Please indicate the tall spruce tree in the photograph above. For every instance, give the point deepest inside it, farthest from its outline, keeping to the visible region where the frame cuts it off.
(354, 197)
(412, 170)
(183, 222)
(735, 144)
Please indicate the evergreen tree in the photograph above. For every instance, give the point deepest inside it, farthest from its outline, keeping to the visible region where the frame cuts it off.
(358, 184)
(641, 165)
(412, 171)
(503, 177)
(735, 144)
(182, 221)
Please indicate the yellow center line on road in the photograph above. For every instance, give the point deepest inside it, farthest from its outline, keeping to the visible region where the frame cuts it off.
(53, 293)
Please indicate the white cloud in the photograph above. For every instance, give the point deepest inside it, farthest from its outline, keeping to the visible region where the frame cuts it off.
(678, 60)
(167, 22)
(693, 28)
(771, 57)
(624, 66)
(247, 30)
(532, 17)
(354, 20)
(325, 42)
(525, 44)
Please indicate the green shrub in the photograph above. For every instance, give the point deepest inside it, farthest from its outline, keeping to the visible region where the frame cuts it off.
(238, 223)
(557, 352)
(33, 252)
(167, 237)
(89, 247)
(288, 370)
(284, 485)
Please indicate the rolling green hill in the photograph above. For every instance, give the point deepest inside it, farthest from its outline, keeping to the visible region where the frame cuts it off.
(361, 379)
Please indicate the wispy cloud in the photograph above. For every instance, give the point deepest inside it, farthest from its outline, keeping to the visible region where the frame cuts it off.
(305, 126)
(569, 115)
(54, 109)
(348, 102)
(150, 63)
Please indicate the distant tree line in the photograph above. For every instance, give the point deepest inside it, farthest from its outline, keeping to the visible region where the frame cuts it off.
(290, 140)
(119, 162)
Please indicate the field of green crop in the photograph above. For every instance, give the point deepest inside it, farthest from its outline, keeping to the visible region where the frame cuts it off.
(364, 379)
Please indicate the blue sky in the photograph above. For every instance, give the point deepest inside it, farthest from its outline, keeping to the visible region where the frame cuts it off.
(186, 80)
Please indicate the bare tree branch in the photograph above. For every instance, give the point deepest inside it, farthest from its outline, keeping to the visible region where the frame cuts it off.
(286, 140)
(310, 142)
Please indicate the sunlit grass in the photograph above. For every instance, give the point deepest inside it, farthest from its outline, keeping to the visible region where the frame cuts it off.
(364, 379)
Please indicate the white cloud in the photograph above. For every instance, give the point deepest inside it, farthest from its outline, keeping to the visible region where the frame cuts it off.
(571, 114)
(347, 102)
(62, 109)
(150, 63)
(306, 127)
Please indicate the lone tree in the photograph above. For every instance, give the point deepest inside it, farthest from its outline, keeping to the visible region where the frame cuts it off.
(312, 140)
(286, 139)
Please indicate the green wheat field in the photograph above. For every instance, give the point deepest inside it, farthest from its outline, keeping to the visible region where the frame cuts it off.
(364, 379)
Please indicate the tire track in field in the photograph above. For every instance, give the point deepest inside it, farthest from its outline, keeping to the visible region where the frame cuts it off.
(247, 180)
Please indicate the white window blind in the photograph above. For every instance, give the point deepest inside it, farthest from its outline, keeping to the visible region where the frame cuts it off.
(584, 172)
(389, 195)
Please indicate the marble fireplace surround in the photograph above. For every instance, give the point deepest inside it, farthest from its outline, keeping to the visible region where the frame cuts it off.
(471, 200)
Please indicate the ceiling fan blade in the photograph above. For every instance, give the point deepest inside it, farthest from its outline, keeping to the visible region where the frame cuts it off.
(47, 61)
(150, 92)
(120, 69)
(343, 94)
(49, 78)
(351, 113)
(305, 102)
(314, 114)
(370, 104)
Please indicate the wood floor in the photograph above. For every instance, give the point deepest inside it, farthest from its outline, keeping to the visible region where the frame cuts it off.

════════════════

• Problem requirements: Rewrite every row above, substituting "innermost" for each "deepest" and leaving everything else unchanged.

• Exercise output:
Please indicate the tall spruce tree in the photograph above. For every instance, give the point innermost inside it, farthest from its outline, keeping to the visible region where the frame cuts it off.
(354, 197)
(412, 170)
(183, 222)
(735, 144)
Please indicate the evergreen tree in the photograph above. For every instance, give the point innermost inside it, farthest from its outline, keeping to the visible region where the frame cuts it off.
(358, 184)
(641, 165)
(412, 171)
(503, 177)
(735, 144)
(182, 221)
Please indicate the yellow center line on road in the photograph above. For every instance, give the point innermost inside it, farthest from its outline, keeping to the visible region where the frame cuts it off.
(53, 293)
Please indicate the white cloud in the photograph above. For every instance, give the point innermost inside it, farthest from its outline, keeping to the visible region where the frame cuts it off.
(678, 60)
(167, 22)
(693, 28)
(771, 57)
(624, 66)
(247, 30)
(532, 17)
(354, 20)
(325, 42)
(525, 44)
Please indicate the green shrub in the photograph above. For every instance, give the point innermost inside it, farthest from its outline, keeping to the visible region where the frame cuts it off.
(238, 223)
(557, 352)
(33, 252)
(167, 237)
(89, 247)
(288, 370)
(284, 485)
Please indicate the rolling green hill in the photograph above. For every instance, give the point innermost inside it, farthest from its outline, keeping to the visible region where the frame cuts it off.
(361, 379)
Please indicate the wispy cloud in the photograph above. For every instance, give the point innermost inside it, farthest from its outline, keeping to the visible region where the frame cuts it off.
(305, 126)
(569, 115)
(54, 109)
(348, 102)
(150, 63)
Please indicate the distant tree line in the photograph above. For every instance, give the point innermost inside it, farthest from its outline, keeping to the visible region where the frame cuts it off.
(290, 140)
(119, 162)
Please indicate the field of green crop in the photograph above. For every instance, give the point innermost inside it, farthest from its outline, keeping to the visible region where the frame cuts it off.
(364, 379)
Please indicate the blue sky in the photograph above. For every instance, give the point innermost inside it, farthest from its outline, keeping to the visible region where the frame cuts it off.
(186, 80)
Please indicate the bare tree branch in the photograph above. For every instance, give the point innermost inside it, farthest from its outline, keeping to the visible region where the frame cuts it off.
(286, 140)
(310, 142)
Please indicate the sunlit grass in the photograph above. For every instance, give the point innermost inside it, farthest from its outline, keeping to the visible region where the frame cuts it off.
(364, 379)
Please indicate the white cloud in the photograph above. For every instance, give the point innermost inside it, farthest from its outline, keeping to the visible region where the frame cuts it off.
(571, 114)
(347, 102)
(62, 109)
(150, 63)
(306, 127)
Please indicate the lone tree in the photograph above. For every instance, give the point innermost inside it, farthest from its outline, keeping to the visible region where the frame cuts it off.
(312, 140)
(286, 139)
Please indicate the green wheat field in the photograph above. For every instance, give the point innermost inside it, farthest from its outline, keeping to the visible region where the frame cuts it off.
(364, 379)
Please indicate the tire track in field in the photograph above. For every instance, give the point innermost inside it, farthest from its outline, keeping to the visible region where the frame cuts it off.
(247, 180)
Please indicate the white window blind in the photograph above. For every instance, give the point innermost inside it, farthest from its outline, keeping to the visible region where the frame cuts it off.
(584, 172)
(389, 195)
Please indicate the marble fireplace surround in the photograph above. For every instance, give the point innermost inside it, farthest from its outline, keeping to the visible region where the frame cuts it off.
(471, 200)
Please indicate the ceiling fan blade in the photograph above. For every instance, give the point innermost inside it, farthest from its outline, keeping to the visible region where the frame cuts it off.
(47, 61)
(150, 92)
(120, 69)
(343, 94)
(49, 78)
(351, 113)
(305, 102)
(314, 114)
(370, 104)
Please indicate the wood floor in the photograph above. For every instance, give the point innermost inside it, farthest from its outline, keeping to the visible region where the frame cuts it off.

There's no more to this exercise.